# Aim of the task:
Can you reproduce all of the material below word for word, keeping every line unchanged?

# Data supplied:

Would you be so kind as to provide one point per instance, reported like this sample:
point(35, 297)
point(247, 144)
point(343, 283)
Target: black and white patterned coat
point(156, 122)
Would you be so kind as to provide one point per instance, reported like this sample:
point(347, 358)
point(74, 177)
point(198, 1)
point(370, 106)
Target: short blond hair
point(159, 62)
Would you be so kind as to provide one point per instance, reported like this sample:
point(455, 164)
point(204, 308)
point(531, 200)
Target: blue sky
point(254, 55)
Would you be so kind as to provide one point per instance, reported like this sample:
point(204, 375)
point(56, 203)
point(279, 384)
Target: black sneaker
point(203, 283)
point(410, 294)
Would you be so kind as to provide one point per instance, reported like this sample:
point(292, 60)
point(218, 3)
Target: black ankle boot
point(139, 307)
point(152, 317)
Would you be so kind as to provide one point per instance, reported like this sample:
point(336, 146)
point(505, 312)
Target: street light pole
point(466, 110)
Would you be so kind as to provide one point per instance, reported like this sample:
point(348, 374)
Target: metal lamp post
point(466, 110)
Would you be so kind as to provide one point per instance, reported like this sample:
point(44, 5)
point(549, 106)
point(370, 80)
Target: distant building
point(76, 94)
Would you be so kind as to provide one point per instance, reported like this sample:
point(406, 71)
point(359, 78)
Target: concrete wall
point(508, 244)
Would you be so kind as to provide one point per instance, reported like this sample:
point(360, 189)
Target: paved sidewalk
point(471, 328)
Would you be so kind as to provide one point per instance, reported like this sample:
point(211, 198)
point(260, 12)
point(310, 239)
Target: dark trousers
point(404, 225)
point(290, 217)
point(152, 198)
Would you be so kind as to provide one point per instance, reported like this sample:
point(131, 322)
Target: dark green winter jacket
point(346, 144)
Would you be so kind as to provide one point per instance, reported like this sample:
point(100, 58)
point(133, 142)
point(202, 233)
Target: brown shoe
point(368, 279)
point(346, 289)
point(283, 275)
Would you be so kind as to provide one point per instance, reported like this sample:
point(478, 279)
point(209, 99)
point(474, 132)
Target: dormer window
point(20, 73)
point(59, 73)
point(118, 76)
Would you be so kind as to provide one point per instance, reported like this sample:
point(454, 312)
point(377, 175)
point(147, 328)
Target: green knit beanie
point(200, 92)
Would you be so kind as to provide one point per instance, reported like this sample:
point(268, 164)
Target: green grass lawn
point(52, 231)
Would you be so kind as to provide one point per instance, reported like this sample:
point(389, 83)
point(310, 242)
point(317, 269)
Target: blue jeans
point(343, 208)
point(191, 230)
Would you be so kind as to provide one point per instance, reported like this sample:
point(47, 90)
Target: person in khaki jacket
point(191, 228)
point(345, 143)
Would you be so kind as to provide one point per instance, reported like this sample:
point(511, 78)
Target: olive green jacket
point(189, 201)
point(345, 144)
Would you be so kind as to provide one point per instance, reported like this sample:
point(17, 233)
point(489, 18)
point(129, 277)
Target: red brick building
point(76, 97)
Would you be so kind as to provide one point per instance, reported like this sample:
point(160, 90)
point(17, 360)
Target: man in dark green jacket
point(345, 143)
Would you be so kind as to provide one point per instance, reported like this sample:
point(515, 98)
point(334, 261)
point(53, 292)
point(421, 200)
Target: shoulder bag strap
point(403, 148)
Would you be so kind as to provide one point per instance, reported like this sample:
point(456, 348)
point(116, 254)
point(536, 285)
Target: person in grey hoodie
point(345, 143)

# Result below:
Would you be so kind as to provide one point per instance, reported like this sample:
point(35, 297)
point(247, 144)
point(343, 283)
Target: black and white patterned coat
point(156, 122)
Would you be so kind as to provide one point per instance, reported like this sample:
point(347, 358)
point(74, 177)
point(198, 1)
point(370, 106)
Target: short blond hair
point(159, 62)
Would you be so kind as to provide one point per instance, reported like this sample:
point(455, 164)
point(204, 308)
point(531, 200)
Target: blue sky
point(254, 55)
Would you be so kind as to provide one point per instance, reported like this sample:
point(204, 375)
point(56, 203)
point(279, 384)
Target: black sneaker
point(203, 283)
point(410, 294)
Would you be so kind as to provide one point per instance, reported like this sample:
point(292, 60)
point(218, 3)
Target: black ankle boot
point(139, 307)
point(152, 317)
Would you be so kind as to provide one point per instance, reported like this sample:
point(336, 146)
point(505, 312)
Target: street light pole
point(466, 110)
Would you be so kind as to provide one point per instance, reported like this sample:
point(348, 374)
Target: metal lamp post
point(466, 110)
Would you be so kind as to provide one point per instance, reported like this sample:
point(44, 5)
point(549, 106)
point(370, 80)
Target: distant building
point(76, 94)
Would you be so kind as to provide one point per instance, reported like this sample:
point(406, 71)
point(359, 78)
Target: concrete wall
point(508, 244)
Would you be so kind as to provide one point per instance, reported like this sample:
point(360, 189)
Target: paved sidewalk
point(471, 328)
Would you be so kind as to provide one point per instance, reported like this sample:
point(211, 198)
point(260, 12)
point(310, 239)
Target: dark trousers
point(404, 225)
point(290, 217)
point(152, 198)
Would you be so kind as to provide one point per instance, reported like this sample:
point(131, 322)
Target: dark green winter jacket
point(346, 144)
Would you be so kind as to provide one point per instance, reported like this sample:
point(100, 58)
point(133, 142)
point(202, 233)
Target: brown shoe
point(368, 279)
point(346, 289)
point(283, 275)
Would you be so kind as to provide one point per instance, reported like this sample:
point(478, 279)
point(209, 99)
point(474, 132)
Target: dormer window
point(20, 73)
point(59, 73)
point(118, 76)
Would you be so kind as to provide one point per instance, reported like this sample:
point(454, 312)
point(377, 175)
point(147, 328)
Target: green knit beanie
point(200, 92)
Would you be so kind as to provide one point per instance, reported like this sample:
point(268, 164)
Target: green grass lawn
point(52, 231)
Would you be so kind as to provide one point per instance, reported like this sample:
point(389, 83)
point(310, 242)
point(317, 269)
Target: blue jeans
point(343, 208)
point(191, 230)
Would you be so kind as to provide one point per instance, reported like this sample:
point(47, 90)
Target: person in khaki jacket
point(191, 228)
point(345, 143)
Would you be so kind as to provide one point per instance, reported like this sample:
point(511, 78)
Target: olive green jacket
point(189, 201)
point(345, 144)
Would you be so kind as to provide one point per instance, reported like this sample:
point(17, 233)
point(489, 18)
point(129, 277)
Target: red brick building
point(76, 97)
Would you be so kind as to provide one point per instance, reported like this sample:
point(160, 90)
point(17, 360)
Target: man in dark green jacket
point(345, 143)
Would you be so kind as to provide one point per instance, reported like this sample:
point(515, 98)
point(334, 261)
point(53, 292)
point(421, 200)
Target: shoulder bag strap
point(403, 148)
Would you be so kind as to provide one point per instance, reported like this sample:
point(456, 348)
point(116, 254)
point(536, 285)
Target: person in grey hoodie
point(345, 143)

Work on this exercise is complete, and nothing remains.